Task to carry out
Gather every line in the records below that contains the word "instance".

— start of Supplied data —

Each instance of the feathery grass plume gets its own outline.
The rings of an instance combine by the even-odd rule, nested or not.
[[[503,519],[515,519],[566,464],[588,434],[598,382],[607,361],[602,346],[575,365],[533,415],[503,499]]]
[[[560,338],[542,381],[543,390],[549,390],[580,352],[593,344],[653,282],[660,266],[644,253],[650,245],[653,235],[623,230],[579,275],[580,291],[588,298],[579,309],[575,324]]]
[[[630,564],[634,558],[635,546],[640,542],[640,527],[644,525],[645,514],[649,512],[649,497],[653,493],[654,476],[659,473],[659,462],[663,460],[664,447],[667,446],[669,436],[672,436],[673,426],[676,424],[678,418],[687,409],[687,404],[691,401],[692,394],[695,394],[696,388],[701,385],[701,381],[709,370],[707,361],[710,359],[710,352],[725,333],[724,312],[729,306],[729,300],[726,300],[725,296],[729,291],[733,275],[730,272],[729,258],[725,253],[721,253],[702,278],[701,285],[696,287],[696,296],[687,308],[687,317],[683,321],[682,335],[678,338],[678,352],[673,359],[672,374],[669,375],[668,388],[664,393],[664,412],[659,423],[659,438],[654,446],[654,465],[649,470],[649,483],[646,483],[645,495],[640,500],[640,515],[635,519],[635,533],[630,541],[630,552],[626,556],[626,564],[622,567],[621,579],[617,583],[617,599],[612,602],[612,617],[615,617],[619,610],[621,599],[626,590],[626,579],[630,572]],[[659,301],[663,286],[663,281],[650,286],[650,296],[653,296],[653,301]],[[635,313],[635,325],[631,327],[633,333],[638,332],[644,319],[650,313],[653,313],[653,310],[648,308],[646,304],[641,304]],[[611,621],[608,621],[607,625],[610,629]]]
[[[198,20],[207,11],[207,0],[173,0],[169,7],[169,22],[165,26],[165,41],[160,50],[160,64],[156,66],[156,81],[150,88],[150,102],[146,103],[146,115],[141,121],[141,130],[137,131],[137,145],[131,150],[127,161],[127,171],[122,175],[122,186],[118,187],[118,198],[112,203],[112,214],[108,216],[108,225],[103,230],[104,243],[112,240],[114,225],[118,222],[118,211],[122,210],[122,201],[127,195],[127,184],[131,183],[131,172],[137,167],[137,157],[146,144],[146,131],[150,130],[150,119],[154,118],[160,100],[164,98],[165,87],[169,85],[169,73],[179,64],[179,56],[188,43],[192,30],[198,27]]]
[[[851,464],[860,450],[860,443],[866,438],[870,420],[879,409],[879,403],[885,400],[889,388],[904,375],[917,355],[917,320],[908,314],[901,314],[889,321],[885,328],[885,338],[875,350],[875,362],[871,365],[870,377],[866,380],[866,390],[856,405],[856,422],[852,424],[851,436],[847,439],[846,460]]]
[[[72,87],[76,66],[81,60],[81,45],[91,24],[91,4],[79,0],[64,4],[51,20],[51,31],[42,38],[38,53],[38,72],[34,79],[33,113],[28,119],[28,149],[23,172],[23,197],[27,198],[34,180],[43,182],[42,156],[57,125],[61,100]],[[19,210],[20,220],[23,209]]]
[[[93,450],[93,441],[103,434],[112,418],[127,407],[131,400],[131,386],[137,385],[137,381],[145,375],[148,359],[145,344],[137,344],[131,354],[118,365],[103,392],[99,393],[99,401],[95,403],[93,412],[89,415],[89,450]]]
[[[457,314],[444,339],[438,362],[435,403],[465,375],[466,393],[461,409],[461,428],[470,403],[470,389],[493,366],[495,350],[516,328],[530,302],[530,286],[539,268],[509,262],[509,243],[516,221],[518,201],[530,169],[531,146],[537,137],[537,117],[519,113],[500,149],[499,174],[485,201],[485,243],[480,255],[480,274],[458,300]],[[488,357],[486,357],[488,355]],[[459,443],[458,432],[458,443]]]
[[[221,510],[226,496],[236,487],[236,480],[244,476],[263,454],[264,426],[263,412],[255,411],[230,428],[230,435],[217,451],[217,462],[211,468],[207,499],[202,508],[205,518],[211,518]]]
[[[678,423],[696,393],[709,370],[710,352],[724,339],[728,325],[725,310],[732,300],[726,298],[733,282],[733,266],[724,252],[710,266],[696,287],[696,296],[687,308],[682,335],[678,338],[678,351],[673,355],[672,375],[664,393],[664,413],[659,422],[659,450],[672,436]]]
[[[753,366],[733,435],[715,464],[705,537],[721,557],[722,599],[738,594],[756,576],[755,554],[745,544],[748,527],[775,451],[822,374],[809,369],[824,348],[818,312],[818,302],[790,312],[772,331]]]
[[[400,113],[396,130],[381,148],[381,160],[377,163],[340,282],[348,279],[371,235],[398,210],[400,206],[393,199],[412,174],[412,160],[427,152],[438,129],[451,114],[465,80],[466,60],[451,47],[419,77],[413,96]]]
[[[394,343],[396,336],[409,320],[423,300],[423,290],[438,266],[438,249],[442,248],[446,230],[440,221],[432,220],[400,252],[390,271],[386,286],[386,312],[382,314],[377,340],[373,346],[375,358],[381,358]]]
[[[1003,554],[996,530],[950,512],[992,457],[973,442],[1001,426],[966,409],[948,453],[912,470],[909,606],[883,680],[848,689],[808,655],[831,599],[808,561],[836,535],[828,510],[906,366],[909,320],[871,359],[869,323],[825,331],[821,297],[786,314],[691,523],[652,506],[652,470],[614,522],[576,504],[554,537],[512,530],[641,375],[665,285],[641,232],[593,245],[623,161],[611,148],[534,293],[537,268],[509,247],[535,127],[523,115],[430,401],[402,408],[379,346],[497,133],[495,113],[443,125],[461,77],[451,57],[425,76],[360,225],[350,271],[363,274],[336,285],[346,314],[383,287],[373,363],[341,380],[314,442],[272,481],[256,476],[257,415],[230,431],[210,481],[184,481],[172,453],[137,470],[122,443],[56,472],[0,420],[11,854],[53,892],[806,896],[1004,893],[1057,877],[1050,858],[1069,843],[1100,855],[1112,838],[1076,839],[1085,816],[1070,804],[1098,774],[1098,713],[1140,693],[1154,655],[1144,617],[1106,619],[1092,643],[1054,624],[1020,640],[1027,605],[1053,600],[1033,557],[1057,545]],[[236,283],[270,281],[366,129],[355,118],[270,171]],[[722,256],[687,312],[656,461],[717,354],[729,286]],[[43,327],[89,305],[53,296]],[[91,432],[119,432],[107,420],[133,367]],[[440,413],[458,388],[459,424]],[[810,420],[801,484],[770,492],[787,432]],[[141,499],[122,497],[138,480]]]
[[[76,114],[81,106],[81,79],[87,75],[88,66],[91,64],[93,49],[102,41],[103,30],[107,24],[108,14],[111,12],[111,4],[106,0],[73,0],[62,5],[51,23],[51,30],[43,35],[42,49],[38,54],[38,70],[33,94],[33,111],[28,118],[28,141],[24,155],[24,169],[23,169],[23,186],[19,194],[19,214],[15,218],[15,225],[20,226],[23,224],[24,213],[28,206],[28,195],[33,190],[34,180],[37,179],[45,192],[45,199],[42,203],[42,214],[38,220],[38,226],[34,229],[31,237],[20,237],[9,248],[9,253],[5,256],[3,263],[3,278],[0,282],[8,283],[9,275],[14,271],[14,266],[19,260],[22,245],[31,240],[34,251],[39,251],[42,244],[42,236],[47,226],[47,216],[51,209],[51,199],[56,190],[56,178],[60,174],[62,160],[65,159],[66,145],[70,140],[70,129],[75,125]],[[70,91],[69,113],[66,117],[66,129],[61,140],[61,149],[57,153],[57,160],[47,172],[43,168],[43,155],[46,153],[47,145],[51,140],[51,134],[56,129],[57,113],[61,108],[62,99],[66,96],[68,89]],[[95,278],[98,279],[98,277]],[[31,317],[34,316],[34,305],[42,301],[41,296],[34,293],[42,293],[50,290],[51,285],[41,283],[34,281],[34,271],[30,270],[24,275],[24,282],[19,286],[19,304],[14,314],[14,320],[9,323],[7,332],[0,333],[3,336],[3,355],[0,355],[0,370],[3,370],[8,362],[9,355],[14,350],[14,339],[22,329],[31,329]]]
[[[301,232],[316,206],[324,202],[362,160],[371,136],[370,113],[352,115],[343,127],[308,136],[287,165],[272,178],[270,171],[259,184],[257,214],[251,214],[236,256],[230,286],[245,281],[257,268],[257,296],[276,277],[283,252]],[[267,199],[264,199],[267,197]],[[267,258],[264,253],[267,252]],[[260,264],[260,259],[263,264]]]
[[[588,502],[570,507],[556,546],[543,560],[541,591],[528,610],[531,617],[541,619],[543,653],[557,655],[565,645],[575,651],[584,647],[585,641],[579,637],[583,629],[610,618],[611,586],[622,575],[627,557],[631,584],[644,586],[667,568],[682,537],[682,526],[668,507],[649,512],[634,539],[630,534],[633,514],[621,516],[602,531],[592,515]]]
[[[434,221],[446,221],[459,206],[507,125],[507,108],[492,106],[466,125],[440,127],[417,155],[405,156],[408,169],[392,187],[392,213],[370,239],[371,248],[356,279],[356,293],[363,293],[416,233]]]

— end of Supplied data —

The result
Each instance of the feathery grass plume gets its own outline.
The rings of an instance combine by the even-odd rule, nested or not.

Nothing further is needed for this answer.